- Born: Camila Andrea Pinzón Jiménez 1995 or 1996 (age 30–31) Duitama, Boyacá, Colombia
- Education: Sorbonne Nouvelle University Paris 3, Neoma Business school
- Occupation: Model
- Height: 1.75 m (5 ft 9 in)
- Beauty pageant titleholder
- Title: Miss Mundo Colombia 2022
- Major competitions: Miss Universe Colombia 2021; (Top 13); Miss Mundo Colombia 2022; (Winner); Miss World 2023; (Unplaced);

= Camila Pinzón =

Miss World Colombia 2022, beauty pageant titleholder, Colombian model

Camila Andrea Pinzón Jiménez (born ) is a Colombian model and beauty pageant titleholder who was crowned Miss World Colombia 2022. Pinzón is the first delegate from Boyacá to be crowned Miss Mundo Colombia. She represented Colombia at Miss World 2023 in Mumbai, India.

== Early life and education ==
Pinzón was born in Duitama, Boyacá to father Javier Pinzón and mother Claudia Jiménez. She speaks Spanish, English, French and Italian. She completed her elementary and high school education at Colegio Campestre Suazapawa in Nobsa, Boyacá. Later, she lived between France and England studying for a degree in applied foreign languages (Langues étrangères appliquées) at the Sorbonne Nouvelle University Paris 3 and a master's degree from NEOMA Business School and a summer course at the Cambridge University.

☆ ☆ ☆

● **The task**
Copy the stretch of the Camila Pinzón profile from "- Born: Camila" through "in Mumbai, India.", swapping "Mumbai" for "Pune".

● **Data section**
☆ ☆ ☆

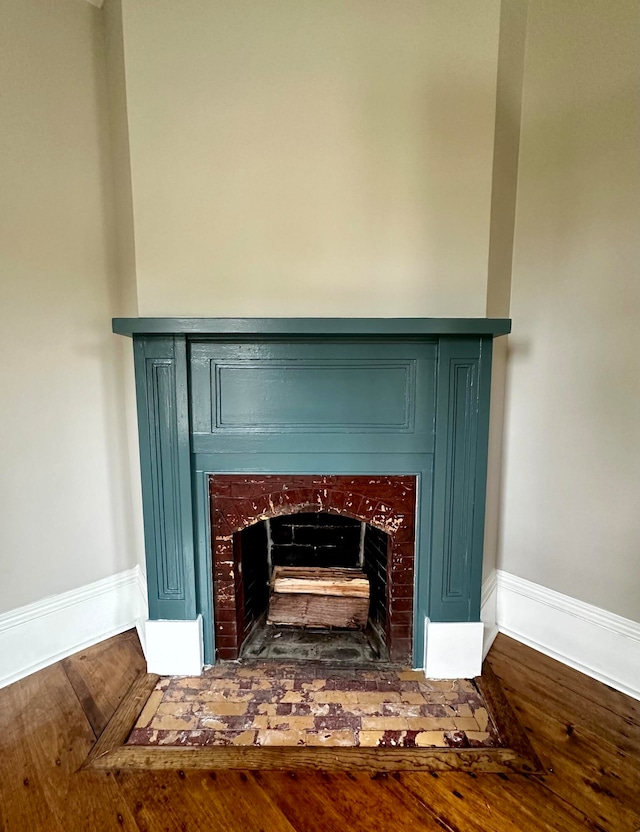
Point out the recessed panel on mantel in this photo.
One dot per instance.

☆ ☆ ☆

● **Answer to the problem**
- Born: Camila Andrea Pinzón Jiménez 1995 or 1996 (age 30–31) Duitama, Boyacá, Colombia
- Education: Sorbonne Nouvelle University Paris 3, Neoma Business school
- Occupation: Model
- Height: 1.75 m (5 ft 9 in)
- Beauty pageant titleholder
- Title: Miss Mundo Colombia 2022
- Major competitions: Miss Universe Colombia 2021; (Top 13); Miss Mundo Colombia 2022; (Winner); Miss World 2023; (Unplaced);

= Camila Pinzón =

Miss World Colombia 2022, beauty pageant titleholder, Colombian model

Camila Andrea Pinzón Jiménez (born ) is a Colombian model and beauty pageant titleholder who was crowned Miss World Colombia 2022. Pinzón is the first delegate from Boyacá to be crowned Miss Mundo Colombia. She represented Colombia at Miss World 2023 in Pune, India.